### PROBLEM TO SOLVE
Looking at the records below, state how many lines include the string "dark" and add nothing further.

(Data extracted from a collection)
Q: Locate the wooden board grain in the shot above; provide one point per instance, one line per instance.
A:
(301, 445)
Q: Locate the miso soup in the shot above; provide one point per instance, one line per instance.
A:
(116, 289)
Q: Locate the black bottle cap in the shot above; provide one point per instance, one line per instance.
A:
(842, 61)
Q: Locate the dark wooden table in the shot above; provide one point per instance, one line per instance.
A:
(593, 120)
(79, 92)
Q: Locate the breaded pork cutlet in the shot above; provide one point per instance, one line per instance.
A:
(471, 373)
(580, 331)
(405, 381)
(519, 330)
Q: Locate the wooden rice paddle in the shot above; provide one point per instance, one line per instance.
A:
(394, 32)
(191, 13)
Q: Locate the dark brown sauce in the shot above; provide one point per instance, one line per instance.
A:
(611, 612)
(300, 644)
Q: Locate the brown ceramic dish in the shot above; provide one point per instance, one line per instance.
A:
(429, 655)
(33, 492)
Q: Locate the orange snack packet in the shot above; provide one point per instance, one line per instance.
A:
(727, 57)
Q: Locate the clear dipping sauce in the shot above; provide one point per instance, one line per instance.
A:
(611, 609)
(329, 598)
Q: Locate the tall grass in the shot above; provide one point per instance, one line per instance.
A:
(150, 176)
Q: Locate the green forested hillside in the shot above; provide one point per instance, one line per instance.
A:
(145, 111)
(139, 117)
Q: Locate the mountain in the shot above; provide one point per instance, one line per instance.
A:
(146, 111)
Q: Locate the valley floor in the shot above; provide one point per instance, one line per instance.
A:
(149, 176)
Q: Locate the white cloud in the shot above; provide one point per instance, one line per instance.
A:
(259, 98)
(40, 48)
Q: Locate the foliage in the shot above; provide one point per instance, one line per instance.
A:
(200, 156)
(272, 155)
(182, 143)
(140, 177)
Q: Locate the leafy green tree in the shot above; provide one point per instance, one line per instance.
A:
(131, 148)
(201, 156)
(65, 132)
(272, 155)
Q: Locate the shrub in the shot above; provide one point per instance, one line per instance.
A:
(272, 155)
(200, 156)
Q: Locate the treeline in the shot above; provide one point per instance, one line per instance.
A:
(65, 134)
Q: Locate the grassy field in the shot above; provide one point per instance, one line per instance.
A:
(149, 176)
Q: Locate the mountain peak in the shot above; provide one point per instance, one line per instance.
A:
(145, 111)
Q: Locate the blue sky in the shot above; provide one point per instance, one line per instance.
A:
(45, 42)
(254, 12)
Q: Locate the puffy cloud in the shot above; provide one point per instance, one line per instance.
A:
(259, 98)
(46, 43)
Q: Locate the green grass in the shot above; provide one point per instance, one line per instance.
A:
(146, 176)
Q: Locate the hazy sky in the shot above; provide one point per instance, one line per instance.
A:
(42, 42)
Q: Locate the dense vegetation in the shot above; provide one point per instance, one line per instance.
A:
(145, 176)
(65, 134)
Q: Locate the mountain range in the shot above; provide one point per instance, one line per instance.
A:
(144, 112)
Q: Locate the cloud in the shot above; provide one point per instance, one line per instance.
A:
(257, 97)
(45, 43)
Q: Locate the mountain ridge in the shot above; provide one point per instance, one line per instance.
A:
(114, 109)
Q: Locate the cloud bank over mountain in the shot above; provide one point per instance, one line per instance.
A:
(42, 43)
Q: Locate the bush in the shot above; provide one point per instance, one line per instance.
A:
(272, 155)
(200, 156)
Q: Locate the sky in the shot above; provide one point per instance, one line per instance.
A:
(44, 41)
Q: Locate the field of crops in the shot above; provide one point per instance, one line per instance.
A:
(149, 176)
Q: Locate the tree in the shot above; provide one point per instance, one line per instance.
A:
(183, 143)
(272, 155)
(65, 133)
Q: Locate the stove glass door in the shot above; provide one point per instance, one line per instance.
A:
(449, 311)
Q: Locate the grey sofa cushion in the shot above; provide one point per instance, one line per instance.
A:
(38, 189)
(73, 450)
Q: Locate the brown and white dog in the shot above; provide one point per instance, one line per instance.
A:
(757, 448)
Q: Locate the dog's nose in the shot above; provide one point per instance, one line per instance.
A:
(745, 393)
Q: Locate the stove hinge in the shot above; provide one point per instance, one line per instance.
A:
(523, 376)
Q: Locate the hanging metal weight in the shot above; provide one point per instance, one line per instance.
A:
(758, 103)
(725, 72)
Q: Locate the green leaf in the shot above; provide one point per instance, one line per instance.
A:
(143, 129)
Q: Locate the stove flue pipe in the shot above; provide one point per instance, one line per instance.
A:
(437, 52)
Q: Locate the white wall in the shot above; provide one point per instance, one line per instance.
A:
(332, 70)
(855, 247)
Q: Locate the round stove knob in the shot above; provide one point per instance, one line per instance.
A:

### OUTPUT OF THE EXERCISE
2